## 本文
::::

中国上海は19世紀終わりから20世紀前半にかけて外国当局が管轄する「租界」が設けられていた。租界があった時代、上海には多くの外国人が商売し、居住していたのだ。その関係から、この時代に建てられた建築は、中国でありながら多くが外国様式の建築で今なお上海の独特の街の景観を形成している。

 

黄浦江という、川沿いにある「外灘(バンド)」というエリアには、その時代に特に勢力をもっていた機関や企業の建造物が建ち並び見るものを圧倒させる。

 

外灘の建築群の他に、上海で有名な建築は「武康大樓(ウーカンダーロウ)」である。この軍艦のような、威風堂々たる佇まいは、その実、三角地に大型マンションを建てるという難条件から繰り出した設計の妙であるが、近年中国人の間でこの建築の人気が高まり、休みの日のみならず、平日にも多くの人出がある。

 

 

この建築の設計をしたのが、今回紹介するラズロー・ヒューデック。

 

 

ヒューデックが上海で活躍した1920、30年代は、上海の旧租界が最も繁栄した時期に重なり、この時期に今の上海を代表する建築をはじめとする、数多くの建築が建造された。上海で確認されているヒューデックが手がけた建築は100以上にのぼる。ヒューデックが今日に残る上海の景観に与えた影響は大きい。

 

「武康大樓」の他、ヒューデックが手がけた有名建築といえば「国際飯店(旧名Park Hotel)」とそのすぐ傍にある「大光明大劇院(旧名Grand Theatre)」。

 

写真右に見える茶色の建物が国際飯店、工事をしている建物の左横が「大光明大劇院」である。上海一の繁華街・南京路にも至近にあるこの2つの建物は今も大きな存在感を放っている。

 

そんな功績があるヒューデック。上海市内にはヒューデック記念館がある。この記念館の建物自身、ヒューデックが設計し、7年に渡って家族とともに住んだ旧宅である。

 

 

 

記念館では、ヒューデックにまつわる貴重な資料を展示し、ヒューデックの生い立ちや功績を紹介している。上海の旧建築が好きな筆者も訪れていたが、今年で開館11年になるこの記念館が2月4日をもって閉館するとの発表があった。発表があった日は閉館までもう1週間もないタイミングであり、多くの人が閉館を惜しみ、大きな話題となった。

 

閉館まで日がないことから、ニュースを聞きつけて大勢の人が記念館の見学に訪れた。

::::

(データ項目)
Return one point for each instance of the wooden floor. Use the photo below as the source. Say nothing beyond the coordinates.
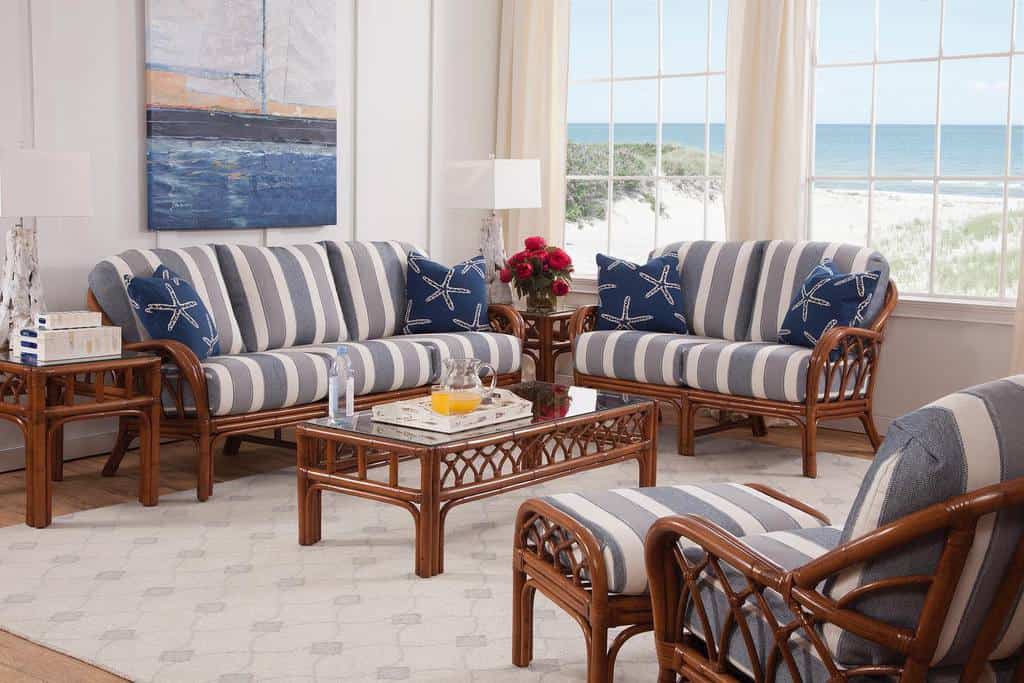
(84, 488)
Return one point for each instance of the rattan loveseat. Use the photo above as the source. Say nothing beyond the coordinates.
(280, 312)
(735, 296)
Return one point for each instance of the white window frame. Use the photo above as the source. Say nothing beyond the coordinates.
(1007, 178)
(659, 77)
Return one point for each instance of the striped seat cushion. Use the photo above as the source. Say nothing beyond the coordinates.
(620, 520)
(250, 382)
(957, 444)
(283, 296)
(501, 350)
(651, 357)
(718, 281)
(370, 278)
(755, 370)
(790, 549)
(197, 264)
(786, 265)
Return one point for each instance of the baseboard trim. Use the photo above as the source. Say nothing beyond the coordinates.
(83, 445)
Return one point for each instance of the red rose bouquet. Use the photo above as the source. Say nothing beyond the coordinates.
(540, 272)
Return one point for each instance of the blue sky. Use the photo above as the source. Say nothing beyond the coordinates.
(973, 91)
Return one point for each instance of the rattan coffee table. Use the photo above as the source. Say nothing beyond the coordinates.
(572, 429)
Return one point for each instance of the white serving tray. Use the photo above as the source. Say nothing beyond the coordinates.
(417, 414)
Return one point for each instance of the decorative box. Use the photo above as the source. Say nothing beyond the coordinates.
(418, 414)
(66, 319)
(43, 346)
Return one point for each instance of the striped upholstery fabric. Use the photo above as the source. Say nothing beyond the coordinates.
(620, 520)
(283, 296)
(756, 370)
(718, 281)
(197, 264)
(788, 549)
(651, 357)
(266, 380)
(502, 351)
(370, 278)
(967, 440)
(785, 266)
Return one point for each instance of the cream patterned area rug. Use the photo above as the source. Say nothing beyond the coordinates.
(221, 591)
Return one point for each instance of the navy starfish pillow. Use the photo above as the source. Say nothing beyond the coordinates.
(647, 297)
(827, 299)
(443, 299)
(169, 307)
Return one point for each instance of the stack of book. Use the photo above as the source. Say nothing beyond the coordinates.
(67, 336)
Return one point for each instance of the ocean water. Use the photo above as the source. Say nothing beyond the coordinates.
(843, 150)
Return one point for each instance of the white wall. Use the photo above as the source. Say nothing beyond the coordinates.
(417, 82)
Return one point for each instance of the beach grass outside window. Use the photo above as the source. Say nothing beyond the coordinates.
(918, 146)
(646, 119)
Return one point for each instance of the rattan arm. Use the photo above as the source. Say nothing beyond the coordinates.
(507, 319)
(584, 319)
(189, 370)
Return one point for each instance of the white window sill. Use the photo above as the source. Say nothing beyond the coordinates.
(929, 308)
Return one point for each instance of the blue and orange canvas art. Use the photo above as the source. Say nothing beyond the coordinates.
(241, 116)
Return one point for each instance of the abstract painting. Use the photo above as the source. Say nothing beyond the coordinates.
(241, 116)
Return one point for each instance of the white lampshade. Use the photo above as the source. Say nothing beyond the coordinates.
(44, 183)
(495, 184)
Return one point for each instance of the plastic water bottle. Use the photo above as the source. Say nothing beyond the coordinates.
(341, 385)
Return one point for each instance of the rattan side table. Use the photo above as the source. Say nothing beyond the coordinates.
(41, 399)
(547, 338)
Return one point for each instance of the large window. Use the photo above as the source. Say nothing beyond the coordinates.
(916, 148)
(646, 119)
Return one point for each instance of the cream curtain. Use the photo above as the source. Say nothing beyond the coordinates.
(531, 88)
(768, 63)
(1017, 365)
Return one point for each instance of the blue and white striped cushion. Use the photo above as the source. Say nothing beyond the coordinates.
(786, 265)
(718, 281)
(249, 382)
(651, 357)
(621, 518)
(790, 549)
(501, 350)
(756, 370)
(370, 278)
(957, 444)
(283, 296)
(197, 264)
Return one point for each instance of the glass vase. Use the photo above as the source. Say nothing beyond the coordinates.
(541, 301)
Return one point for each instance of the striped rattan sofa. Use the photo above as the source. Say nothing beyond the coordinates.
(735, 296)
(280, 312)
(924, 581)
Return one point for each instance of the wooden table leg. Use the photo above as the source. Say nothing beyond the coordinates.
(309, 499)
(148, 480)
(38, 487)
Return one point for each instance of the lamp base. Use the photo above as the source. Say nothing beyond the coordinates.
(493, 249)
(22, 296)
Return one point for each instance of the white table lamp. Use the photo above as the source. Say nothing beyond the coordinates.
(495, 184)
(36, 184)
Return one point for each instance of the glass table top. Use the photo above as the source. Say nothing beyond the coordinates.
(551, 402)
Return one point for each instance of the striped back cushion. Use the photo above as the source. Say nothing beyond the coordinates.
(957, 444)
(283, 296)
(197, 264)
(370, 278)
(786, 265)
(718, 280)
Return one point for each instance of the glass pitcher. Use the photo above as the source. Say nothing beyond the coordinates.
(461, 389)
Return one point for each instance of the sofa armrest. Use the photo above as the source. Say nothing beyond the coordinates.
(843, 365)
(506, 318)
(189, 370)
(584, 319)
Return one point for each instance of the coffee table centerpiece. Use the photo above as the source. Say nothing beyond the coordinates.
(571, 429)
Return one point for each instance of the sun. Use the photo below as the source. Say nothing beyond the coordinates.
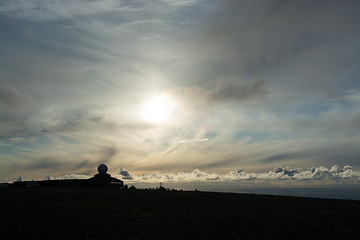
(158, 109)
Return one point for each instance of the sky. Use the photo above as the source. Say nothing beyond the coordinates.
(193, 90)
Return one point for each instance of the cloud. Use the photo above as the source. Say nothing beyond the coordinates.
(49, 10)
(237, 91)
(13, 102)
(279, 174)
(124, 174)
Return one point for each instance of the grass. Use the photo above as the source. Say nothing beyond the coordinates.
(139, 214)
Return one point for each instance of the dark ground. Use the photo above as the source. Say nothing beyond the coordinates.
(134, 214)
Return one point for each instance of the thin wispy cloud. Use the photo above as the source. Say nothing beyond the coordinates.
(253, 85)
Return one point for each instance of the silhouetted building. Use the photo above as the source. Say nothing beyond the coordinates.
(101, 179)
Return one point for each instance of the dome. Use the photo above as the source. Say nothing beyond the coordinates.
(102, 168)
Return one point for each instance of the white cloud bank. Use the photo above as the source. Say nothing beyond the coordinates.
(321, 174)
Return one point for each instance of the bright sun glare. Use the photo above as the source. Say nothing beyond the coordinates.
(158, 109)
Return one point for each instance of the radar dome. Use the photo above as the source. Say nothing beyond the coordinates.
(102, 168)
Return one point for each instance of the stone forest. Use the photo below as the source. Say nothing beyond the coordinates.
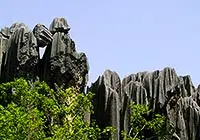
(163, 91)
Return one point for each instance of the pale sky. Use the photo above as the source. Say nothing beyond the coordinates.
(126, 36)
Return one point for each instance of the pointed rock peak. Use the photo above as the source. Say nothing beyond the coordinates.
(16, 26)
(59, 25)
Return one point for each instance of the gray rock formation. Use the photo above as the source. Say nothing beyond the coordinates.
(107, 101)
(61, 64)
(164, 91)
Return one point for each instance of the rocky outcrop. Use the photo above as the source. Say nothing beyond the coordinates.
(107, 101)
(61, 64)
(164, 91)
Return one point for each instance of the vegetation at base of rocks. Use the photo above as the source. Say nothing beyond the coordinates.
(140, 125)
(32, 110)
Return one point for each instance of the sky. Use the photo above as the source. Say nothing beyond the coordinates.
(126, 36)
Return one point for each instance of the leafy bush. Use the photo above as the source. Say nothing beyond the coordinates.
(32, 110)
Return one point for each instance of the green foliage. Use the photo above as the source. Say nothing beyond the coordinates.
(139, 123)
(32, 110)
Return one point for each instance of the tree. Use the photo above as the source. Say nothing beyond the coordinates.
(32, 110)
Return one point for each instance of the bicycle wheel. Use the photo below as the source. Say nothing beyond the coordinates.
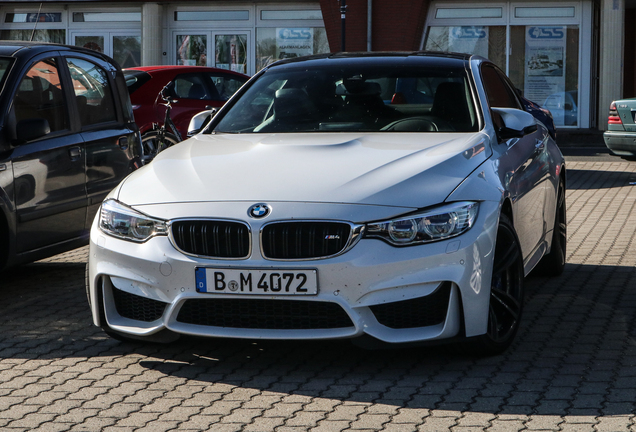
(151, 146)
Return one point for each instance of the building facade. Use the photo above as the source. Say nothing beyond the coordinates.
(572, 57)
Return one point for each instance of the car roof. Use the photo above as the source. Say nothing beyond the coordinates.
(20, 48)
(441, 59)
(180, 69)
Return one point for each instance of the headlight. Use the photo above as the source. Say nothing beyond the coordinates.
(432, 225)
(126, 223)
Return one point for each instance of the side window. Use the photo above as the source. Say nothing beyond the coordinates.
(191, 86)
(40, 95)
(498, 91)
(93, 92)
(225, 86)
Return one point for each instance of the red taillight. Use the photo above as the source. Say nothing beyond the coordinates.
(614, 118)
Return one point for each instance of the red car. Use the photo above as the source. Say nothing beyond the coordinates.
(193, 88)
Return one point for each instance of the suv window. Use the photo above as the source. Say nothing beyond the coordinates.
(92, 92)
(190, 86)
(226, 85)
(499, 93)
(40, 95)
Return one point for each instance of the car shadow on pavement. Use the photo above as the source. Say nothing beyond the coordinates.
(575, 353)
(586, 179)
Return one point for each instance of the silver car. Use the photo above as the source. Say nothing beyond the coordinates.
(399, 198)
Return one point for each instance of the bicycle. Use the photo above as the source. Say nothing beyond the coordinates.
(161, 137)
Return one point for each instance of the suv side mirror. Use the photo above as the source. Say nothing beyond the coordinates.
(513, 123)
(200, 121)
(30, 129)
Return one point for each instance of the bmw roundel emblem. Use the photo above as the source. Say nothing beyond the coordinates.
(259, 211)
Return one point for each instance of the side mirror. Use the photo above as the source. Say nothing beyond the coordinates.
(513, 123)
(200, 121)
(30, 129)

::::

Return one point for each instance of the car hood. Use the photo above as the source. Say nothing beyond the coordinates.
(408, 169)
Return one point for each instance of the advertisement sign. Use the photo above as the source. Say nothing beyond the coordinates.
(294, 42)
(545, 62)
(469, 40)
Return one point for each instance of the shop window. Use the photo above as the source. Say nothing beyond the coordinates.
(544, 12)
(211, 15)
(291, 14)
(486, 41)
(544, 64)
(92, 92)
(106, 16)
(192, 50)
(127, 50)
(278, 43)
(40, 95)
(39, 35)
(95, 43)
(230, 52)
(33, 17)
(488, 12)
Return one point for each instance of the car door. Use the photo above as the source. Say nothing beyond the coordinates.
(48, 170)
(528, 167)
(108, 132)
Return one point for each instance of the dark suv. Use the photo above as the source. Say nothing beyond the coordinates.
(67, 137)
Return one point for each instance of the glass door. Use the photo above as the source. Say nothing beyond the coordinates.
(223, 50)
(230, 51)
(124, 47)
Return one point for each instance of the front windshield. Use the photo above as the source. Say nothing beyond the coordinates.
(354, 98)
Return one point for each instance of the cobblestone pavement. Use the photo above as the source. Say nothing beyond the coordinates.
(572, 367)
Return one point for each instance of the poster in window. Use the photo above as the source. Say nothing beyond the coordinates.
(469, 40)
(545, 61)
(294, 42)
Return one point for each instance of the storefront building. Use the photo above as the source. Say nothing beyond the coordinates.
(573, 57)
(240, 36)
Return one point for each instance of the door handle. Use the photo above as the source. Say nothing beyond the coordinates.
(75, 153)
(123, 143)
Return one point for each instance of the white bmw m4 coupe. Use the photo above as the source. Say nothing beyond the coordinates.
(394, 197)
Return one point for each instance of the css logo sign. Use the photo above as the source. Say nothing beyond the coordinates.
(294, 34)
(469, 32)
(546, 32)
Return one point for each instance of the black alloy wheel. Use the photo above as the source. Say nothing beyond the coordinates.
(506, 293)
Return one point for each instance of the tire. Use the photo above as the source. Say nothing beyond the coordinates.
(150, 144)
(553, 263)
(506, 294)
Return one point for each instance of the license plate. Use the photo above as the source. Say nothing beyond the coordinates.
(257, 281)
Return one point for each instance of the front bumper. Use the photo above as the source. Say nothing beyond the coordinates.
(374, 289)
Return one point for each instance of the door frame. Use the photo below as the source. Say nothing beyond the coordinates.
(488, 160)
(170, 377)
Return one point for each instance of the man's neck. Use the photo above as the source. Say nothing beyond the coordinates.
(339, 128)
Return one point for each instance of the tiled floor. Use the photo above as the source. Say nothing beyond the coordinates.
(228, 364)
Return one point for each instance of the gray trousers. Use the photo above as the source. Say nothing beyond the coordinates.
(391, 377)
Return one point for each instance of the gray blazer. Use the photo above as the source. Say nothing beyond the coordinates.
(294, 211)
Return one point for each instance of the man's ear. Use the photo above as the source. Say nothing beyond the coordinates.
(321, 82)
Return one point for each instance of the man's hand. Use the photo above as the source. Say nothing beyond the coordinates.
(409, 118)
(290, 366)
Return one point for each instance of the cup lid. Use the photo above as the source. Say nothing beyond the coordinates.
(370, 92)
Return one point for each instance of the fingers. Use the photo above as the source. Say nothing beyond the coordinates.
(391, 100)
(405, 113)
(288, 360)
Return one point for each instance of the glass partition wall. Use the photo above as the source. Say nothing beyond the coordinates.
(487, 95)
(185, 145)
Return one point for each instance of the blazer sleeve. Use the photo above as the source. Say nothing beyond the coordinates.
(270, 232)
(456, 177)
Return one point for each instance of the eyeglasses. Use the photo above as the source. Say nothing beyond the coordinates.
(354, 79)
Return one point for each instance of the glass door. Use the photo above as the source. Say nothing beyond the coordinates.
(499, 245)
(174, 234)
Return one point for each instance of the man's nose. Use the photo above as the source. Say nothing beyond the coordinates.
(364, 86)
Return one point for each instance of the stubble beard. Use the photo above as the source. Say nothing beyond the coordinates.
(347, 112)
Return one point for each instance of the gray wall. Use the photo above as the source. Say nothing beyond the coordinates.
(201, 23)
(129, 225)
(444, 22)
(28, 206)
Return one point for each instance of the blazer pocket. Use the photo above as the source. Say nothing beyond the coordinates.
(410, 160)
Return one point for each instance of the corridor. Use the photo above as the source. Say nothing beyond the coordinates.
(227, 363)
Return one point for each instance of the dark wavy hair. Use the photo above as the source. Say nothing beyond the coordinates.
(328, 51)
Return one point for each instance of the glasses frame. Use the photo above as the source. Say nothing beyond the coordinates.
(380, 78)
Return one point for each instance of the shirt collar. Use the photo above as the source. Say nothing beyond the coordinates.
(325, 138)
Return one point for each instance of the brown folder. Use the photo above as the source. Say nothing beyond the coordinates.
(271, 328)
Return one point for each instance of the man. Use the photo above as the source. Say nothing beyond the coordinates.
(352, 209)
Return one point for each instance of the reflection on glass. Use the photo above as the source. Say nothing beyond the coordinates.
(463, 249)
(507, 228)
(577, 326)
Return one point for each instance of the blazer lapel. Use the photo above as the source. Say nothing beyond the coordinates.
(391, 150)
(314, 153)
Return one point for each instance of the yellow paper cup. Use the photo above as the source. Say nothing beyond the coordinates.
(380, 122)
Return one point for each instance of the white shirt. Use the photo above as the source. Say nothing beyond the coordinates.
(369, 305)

::::

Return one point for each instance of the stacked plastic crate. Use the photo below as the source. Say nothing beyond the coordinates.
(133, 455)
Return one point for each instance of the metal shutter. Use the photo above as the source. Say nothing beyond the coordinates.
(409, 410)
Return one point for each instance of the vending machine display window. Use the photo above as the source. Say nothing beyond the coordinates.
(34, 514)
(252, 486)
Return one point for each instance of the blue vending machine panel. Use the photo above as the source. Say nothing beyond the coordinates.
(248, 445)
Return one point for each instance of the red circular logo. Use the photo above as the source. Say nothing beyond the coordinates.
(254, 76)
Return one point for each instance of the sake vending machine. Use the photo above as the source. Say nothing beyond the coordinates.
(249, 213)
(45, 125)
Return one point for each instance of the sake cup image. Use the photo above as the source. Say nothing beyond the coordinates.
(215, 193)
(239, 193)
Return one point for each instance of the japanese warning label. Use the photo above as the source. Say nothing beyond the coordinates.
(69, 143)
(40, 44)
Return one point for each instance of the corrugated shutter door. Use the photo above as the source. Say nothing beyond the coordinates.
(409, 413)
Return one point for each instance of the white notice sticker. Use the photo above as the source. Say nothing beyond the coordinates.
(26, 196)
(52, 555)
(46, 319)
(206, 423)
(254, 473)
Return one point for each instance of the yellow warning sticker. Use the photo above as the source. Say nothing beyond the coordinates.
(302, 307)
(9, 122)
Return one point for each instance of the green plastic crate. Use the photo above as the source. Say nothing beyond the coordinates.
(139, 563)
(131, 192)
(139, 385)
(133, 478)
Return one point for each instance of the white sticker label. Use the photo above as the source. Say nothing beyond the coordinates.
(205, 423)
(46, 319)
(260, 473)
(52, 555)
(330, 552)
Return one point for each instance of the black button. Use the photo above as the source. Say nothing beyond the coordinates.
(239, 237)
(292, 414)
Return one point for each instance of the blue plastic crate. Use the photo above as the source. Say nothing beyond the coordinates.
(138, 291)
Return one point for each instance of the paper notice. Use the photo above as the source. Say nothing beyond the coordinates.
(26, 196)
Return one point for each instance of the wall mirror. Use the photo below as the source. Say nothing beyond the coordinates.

::::

## 練習問題
**1.** 本文によると、上海で確認されているヒューデックが手がけた建築はいくつあるか。
**2.** 本文のうち、「外灘の建築群の他に、上海で有」から始まり「の景観に与えた影響は大きい。」で終わる部分をそのまま書き写せ。

## 解答
**1.** 100以上にのぼる。

**2.**
外灘の建築群の他に、上海で有名な建築は「武康大樓(ウーカンダーロウ)」である。この軍艦のような、威風堂々たる佇まいは、その実、三角地に大型マンションを建てるという難条件から繰り出した設計の妙であるが、近年中国人の間でこの建築の人気が高まり、休みの日のみならず、平日にも多くの人出がある。

 

 

この建築の設計をしたのが、今回紹介するラズロー・ヒューデック。

 

 

ヒューデックが上海で活躍した1920、30年代は、上海の旧租界が最も繁栄した時期に重なり、この時期に今の上海を代表する建築をはじめとする、数多くの建築が建造された。上海で確認されているヒューデックが手がけた建築は100以上にのぼる。ヒューデックが今日に残る上海の景観に与えた影響は大きい。